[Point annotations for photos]
----------------------------------------

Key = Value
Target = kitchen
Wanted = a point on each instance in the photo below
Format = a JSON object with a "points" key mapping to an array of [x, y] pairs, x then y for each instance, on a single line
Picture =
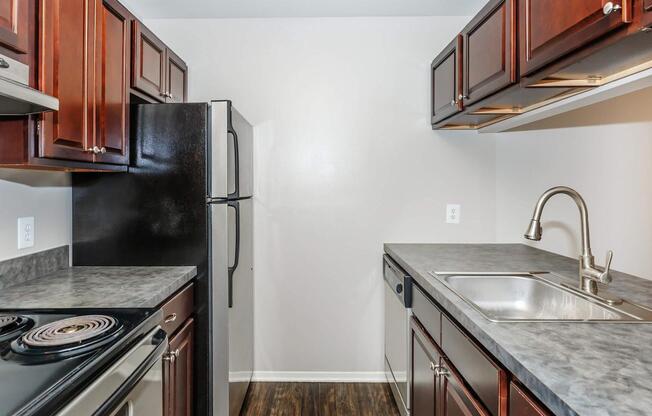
{"points": [[350, 155]]}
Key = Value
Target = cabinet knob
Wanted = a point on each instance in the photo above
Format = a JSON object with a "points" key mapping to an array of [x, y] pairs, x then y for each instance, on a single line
{"points": [[609, 7], [171, 356], [442, 371], [95, 150]]}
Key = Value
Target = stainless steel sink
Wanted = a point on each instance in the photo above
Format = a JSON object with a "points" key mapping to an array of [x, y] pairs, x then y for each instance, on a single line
{"points": [[533, 297]]}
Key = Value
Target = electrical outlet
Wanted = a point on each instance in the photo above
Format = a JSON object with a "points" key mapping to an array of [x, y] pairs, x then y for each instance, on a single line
{"points": [[453, 213], [26, 232]]}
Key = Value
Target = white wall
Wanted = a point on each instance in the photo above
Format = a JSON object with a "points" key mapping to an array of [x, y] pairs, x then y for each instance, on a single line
{"points": [[603, 151], [345, 160], [46, 196]]}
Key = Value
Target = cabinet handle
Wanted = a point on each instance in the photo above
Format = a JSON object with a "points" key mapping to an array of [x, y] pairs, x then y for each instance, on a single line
{"points": [[609, 7]]}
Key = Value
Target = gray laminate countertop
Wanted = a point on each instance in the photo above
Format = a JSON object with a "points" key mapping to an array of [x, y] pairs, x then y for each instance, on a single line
{"points": [[97, 287], [587, 369]]}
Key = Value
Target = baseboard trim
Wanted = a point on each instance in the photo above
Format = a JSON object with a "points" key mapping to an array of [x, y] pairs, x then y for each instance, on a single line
{"points": [[320, 376]]}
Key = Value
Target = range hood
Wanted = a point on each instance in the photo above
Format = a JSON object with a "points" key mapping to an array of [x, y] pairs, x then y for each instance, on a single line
{"points": [[18, 98]]}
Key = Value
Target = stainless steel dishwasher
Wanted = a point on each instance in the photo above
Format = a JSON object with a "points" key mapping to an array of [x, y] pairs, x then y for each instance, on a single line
{"points": [[398, 304]]}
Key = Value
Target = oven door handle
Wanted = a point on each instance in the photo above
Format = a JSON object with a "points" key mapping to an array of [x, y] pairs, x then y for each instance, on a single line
{"points": [[116, 399]]}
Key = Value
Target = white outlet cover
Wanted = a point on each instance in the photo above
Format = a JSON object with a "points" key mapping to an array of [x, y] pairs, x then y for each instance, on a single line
{"points": [[26, 232], [453, 213]]}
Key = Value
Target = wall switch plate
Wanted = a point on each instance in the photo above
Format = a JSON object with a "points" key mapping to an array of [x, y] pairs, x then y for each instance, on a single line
{"points": [[453, 213], [25, 232]]}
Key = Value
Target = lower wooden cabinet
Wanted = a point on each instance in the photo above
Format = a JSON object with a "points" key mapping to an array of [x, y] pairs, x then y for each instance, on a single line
{"points": [[425, 361], [437, 388], [452, 375], [455, 398], [178, 372]]}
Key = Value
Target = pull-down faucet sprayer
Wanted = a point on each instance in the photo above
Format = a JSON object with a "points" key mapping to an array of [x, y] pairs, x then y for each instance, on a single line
{"points": [[589, 273]]}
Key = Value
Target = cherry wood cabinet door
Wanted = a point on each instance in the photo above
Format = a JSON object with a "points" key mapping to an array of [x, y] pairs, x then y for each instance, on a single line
{"points": [[425, 361], [178, 384], [454, 398], [176, 78], [113, 66], [149, 62], [489, 51], [445, 82], [65, 71], [549, 29], [522, 404], [14, 25]]}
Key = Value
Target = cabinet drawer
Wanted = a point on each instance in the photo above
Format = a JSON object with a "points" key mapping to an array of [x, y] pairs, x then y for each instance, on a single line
{"points": [[522, 404], [177, 309], [485, 377], [427, 313]]}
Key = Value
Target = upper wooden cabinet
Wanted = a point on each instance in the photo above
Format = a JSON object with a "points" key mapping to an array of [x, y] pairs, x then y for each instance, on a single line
{"points": [[83, 52], [156, 70], [550, 29], [445, 81], [177, 79], [14, 25], [66, 71], [148, 66], [489, 51], [85, 62], [113, 52]]}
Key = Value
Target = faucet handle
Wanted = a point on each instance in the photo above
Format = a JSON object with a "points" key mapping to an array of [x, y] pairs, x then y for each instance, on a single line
{"points": [[605, 277]]}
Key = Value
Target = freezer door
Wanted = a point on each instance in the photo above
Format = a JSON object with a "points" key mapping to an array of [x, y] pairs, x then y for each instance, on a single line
{"points": [[231, 153], [241, 302], [219, 264]]}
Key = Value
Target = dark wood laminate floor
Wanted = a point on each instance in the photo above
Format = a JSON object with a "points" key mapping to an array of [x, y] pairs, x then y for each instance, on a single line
{"points": [[319, 399]]}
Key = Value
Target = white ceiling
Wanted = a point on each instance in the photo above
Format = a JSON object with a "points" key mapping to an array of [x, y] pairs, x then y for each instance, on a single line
{"points": [[149, 9]]}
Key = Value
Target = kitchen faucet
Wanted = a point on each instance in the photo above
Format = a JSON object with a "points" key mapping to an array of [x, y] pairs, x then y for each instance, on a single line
{"points": [[590, 274]]}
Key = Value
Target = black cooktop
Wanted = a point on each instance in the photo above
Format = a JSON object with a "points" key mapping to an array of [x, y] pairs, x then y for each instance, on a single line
{"points": [[40, 373]]}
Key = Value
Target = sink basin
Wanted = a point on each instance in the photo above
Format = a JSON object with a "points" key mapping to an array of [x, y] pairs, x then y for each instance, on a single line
{"points": [[517, 297]]}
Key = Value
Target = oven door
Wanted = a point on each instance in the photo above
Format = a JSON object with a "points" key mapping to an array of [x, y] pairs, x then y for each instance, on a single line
{"points": [[133, 386]]}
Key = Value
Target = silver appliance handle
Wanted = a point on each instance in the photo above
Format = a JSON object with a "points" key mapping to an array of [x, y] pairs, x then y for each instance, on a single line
{"points": [[108, 391], [394, 278]]}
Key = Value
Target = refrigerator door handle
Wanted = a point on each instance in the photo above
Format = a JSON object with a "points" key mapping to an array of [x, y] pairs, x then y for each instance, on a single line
{"points": [[236, 206], [236, 163]]}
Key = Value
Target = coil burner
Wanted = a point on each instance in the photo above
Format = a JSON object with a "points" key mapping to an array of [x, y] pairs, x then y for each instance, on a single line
{"points": [[13, 325], [70, 336]]}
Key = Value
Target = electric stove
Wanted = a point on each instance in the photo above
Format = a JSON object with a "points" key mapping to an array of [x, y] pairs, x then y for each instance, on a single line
{"points": [[47, 357]]}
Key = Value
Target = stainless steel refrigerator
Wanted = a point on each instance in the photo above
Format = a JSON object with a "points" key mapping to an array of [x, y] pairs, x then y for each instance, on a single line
{"points": [[187, 199]]}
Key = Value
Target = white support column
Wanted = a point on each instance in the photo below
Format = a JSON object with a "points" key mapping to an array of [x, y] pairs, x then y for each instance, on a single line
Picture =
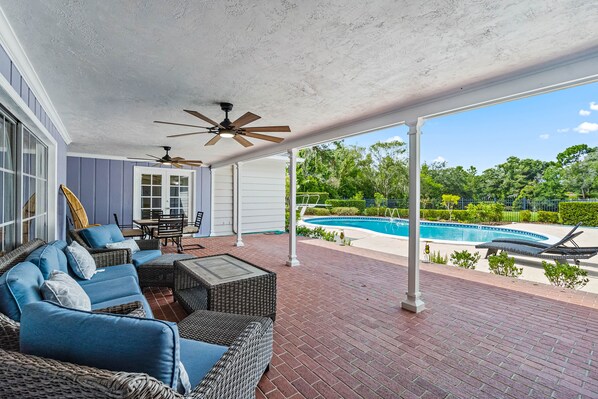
{"points": [[413, 302], [293, 261], [212, 200], [239, 242]]}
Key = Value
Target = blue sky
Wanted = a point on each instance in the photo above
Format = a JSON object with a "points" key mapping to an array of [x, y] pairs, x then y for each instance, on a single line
{"points": [[537, 127]]}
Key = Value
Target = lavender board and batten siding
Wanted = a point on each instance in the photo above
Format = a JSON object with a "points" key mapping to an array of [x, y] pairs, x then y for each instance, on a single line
{"points": [[105, 187]]}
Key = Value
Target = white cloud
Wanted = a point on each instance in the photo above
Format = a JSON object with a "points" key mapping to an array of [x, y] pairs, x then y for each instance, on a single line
{"points": [[393, 139], [587, 127]]}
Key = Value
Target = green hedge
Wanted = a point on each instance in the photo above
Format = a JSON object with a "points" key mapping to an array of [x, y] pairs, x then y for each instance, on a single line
{"points": [[575, 212], [317, 211], [345, 211], [548, 217], [373, 211], [359, 204], [323, 196]]}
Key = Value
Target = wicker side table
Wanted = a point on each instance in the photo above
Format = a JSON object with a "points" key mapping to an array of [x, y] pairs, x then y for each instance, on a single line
{"points": [[224, 283], [159, 272]]}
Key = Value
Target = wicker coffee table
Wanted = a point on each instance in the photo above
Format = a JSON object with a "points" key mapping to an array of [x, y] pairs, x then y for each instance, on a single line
{"points": [[159, 272], [224, 283]]}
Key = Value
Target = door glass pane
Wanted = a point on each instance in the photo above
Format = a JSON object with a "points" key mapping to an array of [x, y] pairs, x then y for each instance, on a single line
{"points": [[2, 144]]}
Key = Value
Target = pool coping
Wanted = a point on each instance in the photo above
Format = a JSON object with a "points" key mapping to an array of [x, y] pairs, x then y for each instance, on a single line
{"points": [[549, 240]]}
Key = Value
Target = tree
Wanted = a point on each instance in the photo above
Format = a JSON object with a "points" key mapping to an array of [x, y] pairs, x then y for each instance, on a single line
{"points": [[574, 154], [388, 172], [449, 200], [582, 176]]}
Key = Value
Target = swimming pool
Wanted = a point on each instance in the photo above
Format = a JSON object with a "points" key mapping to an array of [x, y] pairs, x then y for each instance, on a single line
{"points": [[466, 233]]}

----------------------------------------

- _Direction_
Pull out every line of the data above that contains the word "wooden", treating uppercase and lowercase as different.

- _Answer to this exercise_
Target = lower wooden cabinet
Target = upper wooden cabinet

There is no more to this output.